→ **TAREFA PROPOSTA 1**: De acordo com o trecho sobre a Revolução Francesa, qual é um dos maiores perigos para a alma humana?

→ **TRECHO**:
- - - - -

Aépoca em que arrebentou a Revolução Francesa tinha atrás de si uma longa tradição monárquica e aristocrática.

Os fautores da Revolução, antes de semear no povo francês a dificuldade em suportar a imobilidade de uma tradição quase milenar e de abalar a confiança filial que a massa da população depositava nesse edifício da grandeza da França, espalharam uma certa saciedade em relação a todo o requinte da mais delicada e espirituosa das nobrezas, para cujos fastos afluíam admiradores da Europa inteira, de todas as classes sociais. Em alguma medida, até os nobres ficaram fartos disso.

Com efeito, um dos maiores perigos para alma humana é o momento em que a admiração se cansa. Quando o homem é carregado pelas asas do entusiasmo não lhe é difícil voar pelos céus do maravilhoso. Mas quando, pelo contrário, ele sente não partir mais de si aquele dinamismo que o levantava contra as leis da gravidade para sulcar os ares, e se vê obrigado a elevar-se, admirar, amar sem vontade sensível, na aridez, e experimenta essa espécie de tédio moral que a rotina pode causar até em relação às coisas mais magníficas, então lhe é pedido aquele heroísmo do qual dão exemplo os Santos.

Esse fenômeno se passa com todas as instituições e com os governantes em relação aos seus governados. Por essa razão, os dirigentes precisam tomar muito cuidado, pois quando isso acontece, há um peso que faz com que, os entusiasmos morrendo, as oposições alcem voo.

Essa teoria do cansaço explica certos fenômenos da Revolução Francesa. Com muita habilidade, os inimigos da Civilização Cristã souberam difundir a sensação de que aquele requinte era muito bonito, porém antinatural: cadeiras douradas belíssimas, mas incômodas; trajes lindos, preceitos de educação magníficos, mas exigindo um contínuo sacrifício.

- - - - -

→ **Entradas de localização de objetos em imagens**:
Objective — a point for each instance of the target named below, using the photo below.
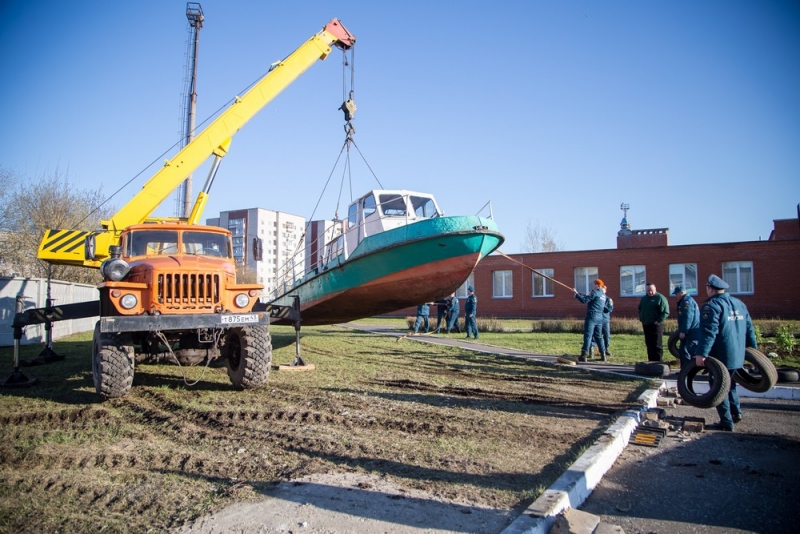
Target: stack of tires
(758, 375)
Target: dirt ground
(476, 436)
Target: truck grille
(188, 291)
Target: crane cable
(534, 270)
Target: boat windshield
(424, 207)
(393, 205)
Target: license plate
(244, 318)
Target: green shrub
(785, 339)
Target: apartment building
(267, 242)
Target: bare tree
(29, 207)
(540, 238)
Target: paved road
(703, 483)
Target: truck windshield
(152, 243)
(206, 244)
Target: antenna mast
(194, 13)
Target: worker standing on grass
(453, 309)
(725, 331)
(593, 323)
(688, 325)
(441, 314)
(653, 311)
(470, 313)
(423, 311)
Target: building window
(632, 280)
(502, 284)
(584, 278)
(738, 275)
(684, 275)
(461, 292)
(542, 287)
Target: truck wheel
(112, 365)
(719, 384)
(758, 374)
(674, 344)
(248, 351)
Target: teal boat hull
(395, 269)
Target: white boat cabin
(377, 211)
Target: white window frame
(547, 288)
(584, 278)
(502, 284)
(638, 276)
(461, 292)
(739, 276)
(684, 275)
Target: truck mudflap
(160, 323)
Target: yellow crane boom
(71, 247)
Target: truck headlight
(115, 269)
(242, 300)
(128, 301)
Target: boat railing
(489, 205)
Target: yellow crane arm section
(67, 247)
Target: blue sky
(555, 111)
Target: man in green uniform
(653, 311)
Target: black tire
(758, 374)
(674, 344)
(787, 374)
(248, 352)
(719, 383)
(651, 369)
(112, 364)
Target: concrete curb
(572, 488)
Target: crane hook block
(349, 108)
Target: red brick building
(763, 274)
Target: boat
(395, 249)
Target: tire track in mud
(504, 396)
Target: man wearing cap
(453, 308)
(688, 324)
(725, 331)
(593, 323)
(423, 311)
(470, 311)
(653, 311)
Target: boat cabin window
(206, 244)
(393, 205)
(424, 207)
(151, 242)
(369, 206)
(352, 215)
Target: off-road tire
(719, 383)
(759, 374)
(674, 344)
(112, 364)
(651, 368)
(788, 374)
(248, 353)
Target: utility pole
(194, 13)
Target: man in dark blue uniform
(441, 314)
(470, 311)
(688, 325)
(452, 314)
(725, 331)
(423, 311)
(593, 323)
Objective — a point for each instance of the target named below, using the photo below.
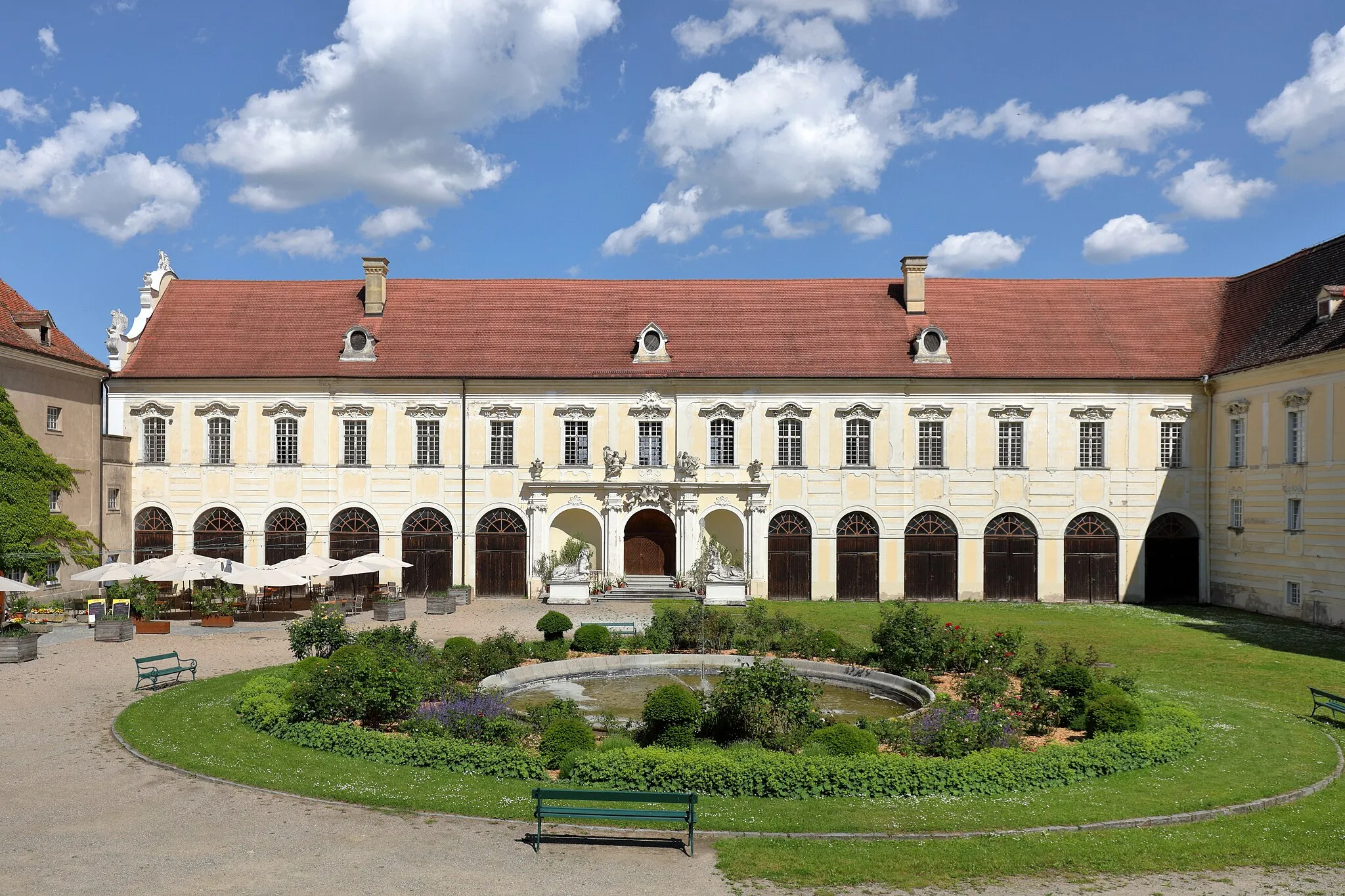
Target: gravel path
(82, 816)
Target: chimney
(912, 282)
(376, 285)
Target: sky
(690, 139)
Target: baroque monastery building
(1138, 440)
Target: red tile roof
(797, 328)
(15, 310)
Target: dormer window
(931, 347)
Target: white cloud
(1061, 171)
(18, 109)
(1130, 237)
(1309, 114)
(313, 242)
(1207, 190)
(47, 41)
(384, 109)
(862, 226)
(981, 250)
(120, 195)
(391, 222)
(782, 135)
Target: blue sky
(613, 139)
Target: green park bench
(1323, 700)
(151, 670)
(544, 811)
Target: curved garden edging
(1149, 821)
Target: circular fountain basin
(618, 685)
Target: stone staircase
(645, 587)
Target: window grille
(219, 445)
(576, 442)
(1011, 444)
(858, 444)
(502, 444)
(1238, 442)
(651, 444)
(427, 442)
(355, 444)
(1091, 440)
(721, 444)
(287, 441)
(931, 444)
(1294, 449)
(1294, 515)
(154, 441)
(790, 450)
(1169, 444)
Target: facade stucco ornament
(790, 409)
(284, 409)
(931, 413)
(1172, 413)
(1296, 398)
(649, 496)
(502, 412)
(650, 408)
(1011, 413)
(217, 409)
(688, 465)
(1093, 413)
(612, 463)
(353, 412)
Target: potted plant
(215, 605)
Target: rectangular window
(1296, 452)
(576, 444)
(1169, 444)
(1011, 444)
(287, 441)
(1294, 515)
(931, 444)
(427, 442)
(1091, 444)
(355, 444)
(502, 442)
(790, 452)
(721, 444)
(1238, 441)
(219, 444)
(858, 444)
(154, 442)
(651, 444)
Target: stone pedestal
(569, 593)
(726, 594)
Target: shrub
(554, 625)
(843, 739)
(592, 639)
(563, 736)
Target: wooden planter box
(115, 630)
(440, 603)
(19, 649)
(389, 610)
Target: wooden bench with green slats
(545, 811)
(165, 664)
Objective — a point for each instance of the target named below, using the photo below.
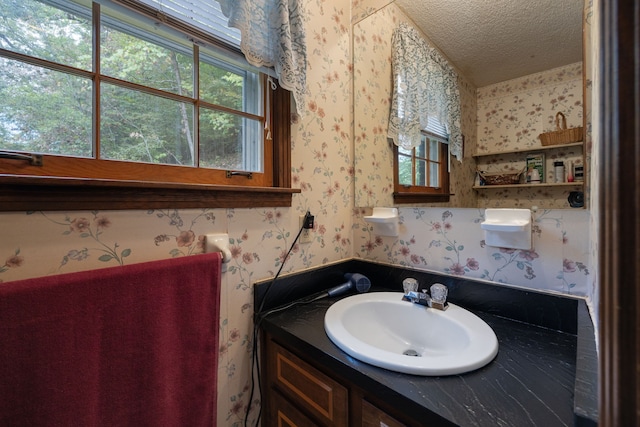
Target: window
(110, 97)
(421, 174)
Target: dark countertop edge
(586, 386)
(558, 312)
(341, 370)
(552, 311)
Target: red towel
(123, 346)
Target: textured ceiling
(491, 41)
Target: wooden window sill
(29, 193)
(413, 197)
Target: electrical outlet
(305, 236)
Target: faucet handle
(439, 293)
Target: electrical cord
(257, 320)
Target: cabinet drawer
(375, 417)
(308, 388)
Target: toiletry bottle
(558, 169)
(535, 176)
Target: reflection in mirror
(374, 153)
(496, 117)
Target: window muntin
(146, 107)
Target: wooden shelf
(551, 184)
(530, 150)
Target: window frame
(67, 183)
(421, 194)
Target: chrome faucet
(437, 299)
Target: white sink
(383, 330)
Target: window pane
(421, 150)
(42, 31)
(44, 111)
(434, 175)
(421, 172)
(230, 142)
(145, 128)
(228, 86)
(404, 170)
(140, 61)
(434, 150)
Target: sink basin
(383, 330)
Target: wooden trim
(420, 194)
(35, 193)
(281, 131)
(619, 207)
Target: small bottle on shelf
(558, 169)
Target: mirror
(373, 25)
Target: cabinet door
(284, 414)
(307, 388)
(374, 417)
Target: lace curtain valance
(273, 35)
(425, 87)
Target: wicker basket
(561, 135)
(500, 178)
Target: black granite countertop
(545, 373)
(529, 383)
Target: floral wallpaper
(445, 239)
(510, 117)
(450, 240)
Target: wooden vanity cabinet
(296, 393)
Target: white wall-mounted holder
(385, 221)
(219, 243)
(507, 228)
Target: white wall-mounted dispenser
(385, 221)
(507, 228)
(219, 243)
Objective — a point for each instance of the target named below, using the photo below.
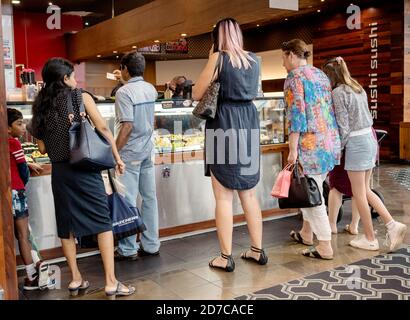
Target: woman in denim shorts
(355, 126)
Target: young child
(37, 274)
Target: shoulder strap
(71, 107)
(217, 69)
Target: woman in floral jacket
(313, 138)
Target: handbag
(282, 184)
(303, 192)
(206, 107)
(126, 220)
(89, 149)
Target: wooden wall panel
(8, 273)
(332, 38)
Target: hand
(211, 52)
(120, 167)
(293, 156)
(35, 167)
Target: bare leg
(334, 204)
(224, 219)
(70, 251)
(375, 201)
(253, 215)
(106, 246)
(354, 224)
(22, 235)
(357, 180)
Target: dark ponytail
(44, 108)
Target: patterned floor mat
(384, 277)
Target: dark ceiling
(100, 9)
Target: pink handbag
(282, 183)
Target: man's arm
(124, 134)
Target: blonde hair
(227, 36)
(338, 73)
(298, 47)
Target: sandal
(348, 230)
(230, 265)
(111, 295)
(263, 258)
(82, 287)
(313, 253)
(298, 238)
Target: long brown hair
(338, 73)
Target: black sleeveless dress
(80, 199)
(232, 139)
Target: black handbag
(126, 220)
(303, 192)
(206, 107)
(89, 149)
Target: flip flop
(313, 253)
(347, 229)
(298, 238)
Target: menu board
(407, 61)
(180, 46)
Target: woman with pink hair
(233, 164)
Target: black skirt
(240, 169)
(80, 201)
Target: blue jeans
(140, 179)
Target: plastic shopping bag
(282, 183)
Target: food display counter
(185, 198)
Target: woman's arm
(41, 146)
(342, 116)
(200, 87)
(102, 127)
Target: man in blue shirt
(134, 127)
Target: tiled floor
(181, 271)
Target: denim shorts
(361, 152)
(19, 204)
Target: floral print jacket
(310, 112)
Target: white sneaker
(362, 243)
(395, 236)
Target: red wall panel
(35, 43)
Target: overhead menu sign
(284, 4)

- - - - -

→ **TAREFA PROPOSTA 2**: Atualize a listagem desde a linha que contém "Target: woman in floral jacket" até o final dela, trocando "sandal" por "slipper" sem alterar mais nada. Apresente somente essas linhas.

→ **RESPOSTA 1**: O momento em que a admiração se cansa.

→ **RESPOSTA 2**:
Target: woman in floral jacket
(313, 138)
Target: handbag
(282, 184)
(303, 192)
(206, 107)
(126, 220)
(89, 149)
Target: wooden wall panel
(8, 273)
(332, 38)
Target: hand
(211, 52)
(120, 167)
(293, 156)
(35, 167)
Target: bare leg
(334, 204)
(224, 219)
(70, 251)
(375, 201)
(253, 215)
(106, 246)
(354, 224)
(22, 235)
(357, 180)
Target: dark ponytail
(44, 108)
Target: patterned floor mat
(384, 277)
Target: dark ceiling
(100, 9)
Target: pink handbag
(282, 183)
Target: man's arm
(124, 134)
Target: blonde hair
(227, 36)
(338, 73)
(298, 47)
Target: slipper
(348, 230)
(230, 265)
(111, 295)
(263, 258)
(82, 287)
(313, 253)
(298, 238)
Target: long brown hair
(338, 73)
Target: black sleeveless dress
(80, 199)
(232, 139)
Target: black handbag
(126, 220)
(303, 192)
(206, 107)
(89, 149)
Target: flip flop
(313, 253)
(347, 229)
(298, 238)
Target: menu board
(407, 61)
(180, 46)
Target: woman with pink hair
(233, 164)
Target: black skirt
(240, 169)
(80, 201)
Target: blue jeans
(140, 179)
Target: plastic shopping bag
(282, 183)
Target: food display counter
(185, 198)
Target: woman's arm
(41, 146)
(342, 116)
(200, 87)
(102, 127)
Target: man in blue shirt
(134, 127)
Target: tiled floor
(181, 271)
Target: denim shorts
(361, 152)
(19, 204)
Target: floral print jacket
(310, 112)
Target: white sneaker
(362, 243)
(395, 236)
Target: red wall panel
(35, 43)
Target: overhead menu sign
(284, 4)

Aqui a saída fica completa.